SOURCE TEXT =
++++++++

Warren Buffet is perhaps the greatest investor of all time, and with valid reason. He ranks among the wealthiest in the world with a net worth of $102 billion. Wikipedia has also recognized him among the successful investors of the 20th century. While Wikipedia is not always the source of truth, this time, they got it right with Buffet.

Buffet has also earned recognition for his patience and wisdom in the investment world. In fact, Buffet understands Wall Street so well that people have named him the “Oracle of Omaha.”

Despite his reputation, Buffet openly admits that even the best are susceptible to making mistakes in the investment world. And he’s no exception to this. Here are the 5 failures of Warren Buffet and how he overcame them:

1. Purchasing Berkshire Hathaway

The purchase of Berkshire Hathaway dates back to 1962. It was like any other investment he had pursued before. According to the analyst, the cost per share in that company was worth $19.46. However, with earnings of $7.50 per share, the investment made economic sense. As such, Buffet saw an opportunity and went for it. He bought the shares at a bargain intending to sell them later and earn a profit.

After a while, Seabury Stanton, the president of the company noticed the significant shares Buffet had accumulated. He invited Buffet over for a meeting at his office in Massachusetts. He then asked him at what price was he willing to let go of the shares. Buffet quoted $11.50 per share.

++++++++

Entries drawn from a collection
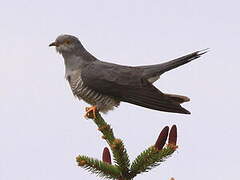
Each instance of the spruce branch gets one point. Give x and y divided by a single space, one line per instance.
100 168
119 152
154 155
147 160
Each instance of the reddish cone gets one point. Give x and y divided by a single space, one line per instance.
106 156
173 136
162 138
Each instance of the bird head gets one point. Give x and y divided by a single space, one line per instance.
66 44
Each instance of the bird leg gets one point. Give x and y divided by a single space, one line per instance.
92 110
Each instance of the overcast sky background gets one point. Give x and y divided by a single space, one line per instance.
42 127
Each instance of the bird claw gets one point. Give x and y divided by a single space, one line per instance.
91 112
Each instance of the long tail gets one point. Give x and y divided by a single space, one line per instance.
158 69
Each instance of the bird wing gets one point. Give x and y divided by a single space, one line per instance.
126 84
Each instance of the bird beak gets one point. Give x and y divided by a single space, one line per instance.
53 44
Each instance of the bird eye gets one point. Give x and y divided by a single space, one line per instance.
67 41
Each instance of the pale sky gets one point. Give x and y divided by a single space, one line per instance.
42 127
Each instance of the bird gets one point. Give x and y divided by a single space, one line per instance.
104 85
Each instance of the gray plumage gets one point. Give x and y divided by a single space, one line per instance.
105 85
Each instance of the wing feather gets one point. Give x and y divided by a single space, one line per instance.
127 84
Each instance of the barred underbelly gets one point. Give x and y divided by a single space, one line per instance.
103 102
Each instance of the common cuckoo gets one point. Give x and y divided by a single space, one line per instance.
104 85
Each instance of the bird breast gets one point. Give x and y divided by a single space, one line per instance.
103 102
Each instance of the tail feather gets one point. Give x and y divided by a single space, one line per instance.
178 98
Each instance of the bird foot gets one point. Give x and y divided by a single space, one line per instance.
91 112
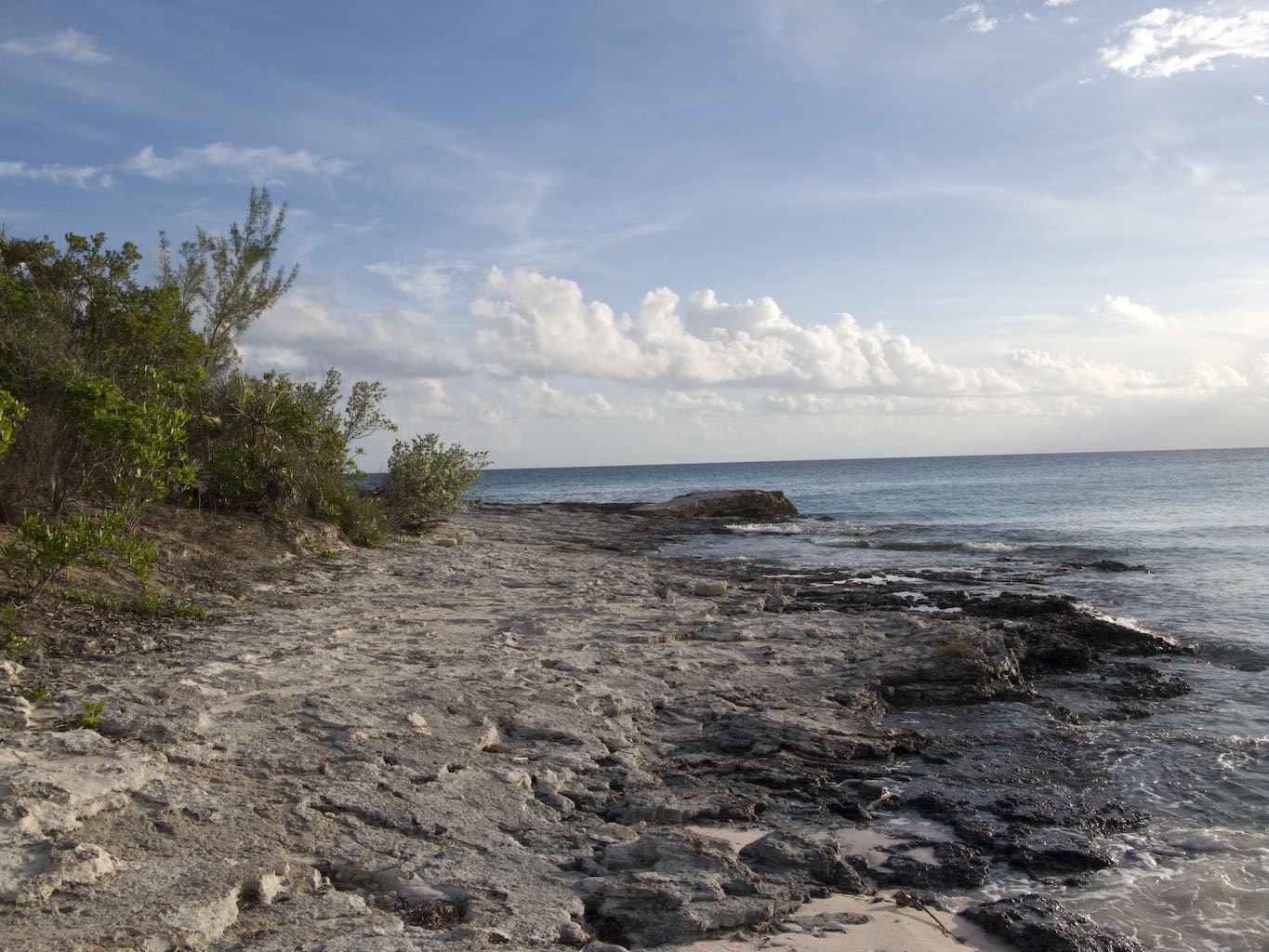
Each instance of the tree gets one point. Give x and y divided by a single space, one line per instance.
427 480
75 326
229 281
275 445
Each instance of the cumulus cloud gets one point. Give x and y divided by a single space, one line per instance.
302 336
545 325
975 16
1139 315
537 398
69 45
1167 42
268 164
82 176
1074 375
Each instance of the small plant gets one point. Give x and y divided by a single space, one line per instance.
958 648
150 607
10 639
89 714
427 480
93 539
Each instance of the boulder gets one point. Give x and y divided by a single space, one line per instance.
1036 923
759 504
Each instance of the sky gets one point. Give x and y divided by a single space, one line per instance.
574 232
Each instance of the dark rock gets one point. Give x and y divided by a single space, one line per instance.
956 866
1109 565
1036 923
759 504
1057 852
796 860
674 888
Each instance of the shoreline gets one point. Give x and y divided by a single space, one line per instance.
507 733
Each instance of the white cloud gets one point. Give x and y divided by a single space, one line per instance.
268 164
976 17
1167 42
1078 376
69 45
82 176
1139 315
303 336
535 398
543 325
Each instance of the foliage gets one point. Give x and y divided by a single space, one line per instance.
10 416
229 281
958 649
76 325
11 640
94 539
427 480
89 714
274 445
134 452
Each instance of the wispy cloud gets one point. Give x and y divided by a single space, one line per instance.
1167 42
428 284
268 164
975 16
82 176
69 45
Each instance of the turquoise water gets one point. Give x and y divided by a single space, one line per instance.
1198 521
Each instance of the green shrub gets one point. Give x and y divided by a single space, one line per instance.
279 447
958 649
427 480
94 539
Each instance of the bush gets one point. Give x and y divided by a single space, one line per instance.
94 539
427 480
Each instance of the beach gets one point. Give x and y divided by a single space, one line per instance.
525 729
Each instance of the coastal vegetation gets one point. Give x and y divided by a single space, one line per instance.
118 395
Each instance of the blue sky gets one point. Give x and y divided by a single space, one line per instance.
598 232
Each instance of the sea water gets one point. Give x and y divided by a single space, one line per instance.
1192 530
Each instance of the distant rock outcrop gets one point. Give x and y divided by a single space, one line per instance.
734 503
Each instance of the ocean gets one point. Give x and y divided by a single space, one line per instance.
1189 534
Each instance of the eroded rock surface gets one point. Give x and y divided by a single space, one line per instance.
500 739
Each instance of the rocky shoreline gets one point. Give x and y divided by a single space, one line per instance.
531 732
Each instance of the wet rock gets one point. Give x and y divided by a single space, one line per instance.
796 861
674 886
1036 923
758 504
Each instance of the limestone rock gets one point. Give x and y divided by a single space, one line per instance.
758 504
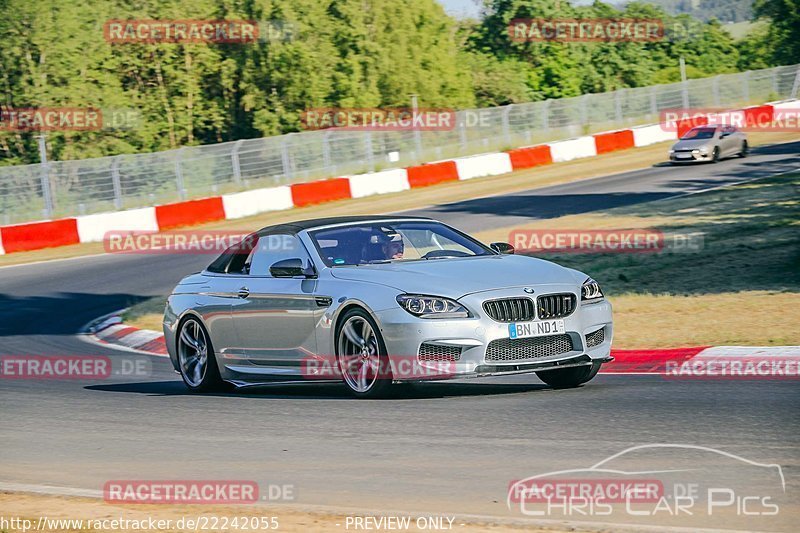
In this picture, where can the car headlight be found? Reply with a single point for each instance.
(432, 306)
(591, 291)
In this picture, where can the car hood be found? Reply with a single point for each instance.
(455, 278)
(692, 144)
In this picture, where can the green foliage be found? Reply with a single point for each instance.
(338, 53)
(782, 38)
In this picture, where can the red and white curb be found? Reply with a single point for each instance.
(93, 228)
(753, 361)
(709, 362)
(110, 331)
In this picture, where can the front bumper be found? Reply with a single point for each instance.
(688, 157)
(469, 338)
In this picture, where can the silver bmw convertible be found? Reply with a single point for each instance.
(372, 301)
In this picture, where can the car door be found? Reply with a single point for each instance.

++++++++

GOALS =
a: Locate every line in the entries that contains the word "water" and copy each of those lines.
b: Continue the passage on Warren Buffet's investment failures, picking up right after its final sentence.
The entries have no connection to the passage above them.

THE ANSWERS =
a:
Each instance of the turquoise water gets one point. Give x and y divided by a single space, one line per instance.
Each instance of the sea water gets one point. Give x and y divided by a single space, one line per instance.

b:
Stanton offered him a tender for that price shortly afterward. However, Buffet was reluctant. He felt that Stanton wasn’t being straight with him. Instead of waiting for a better offer, or renegotiating the deal, he decided to purchase more shares. His goal was to hold the majority of the shares so that he had more power than Stanton.

In 1960, Berkshire Hathaway had not earned the reputation that it has today. It had no powerful presence or brand image. It was just like any other textile company creating cloth from imported textile. Before the invention of air conditioning, the company was addressing critical issues – humidity, and heat. During that era, mills were situated in the furthest regions where these two weather elements would not cause problems.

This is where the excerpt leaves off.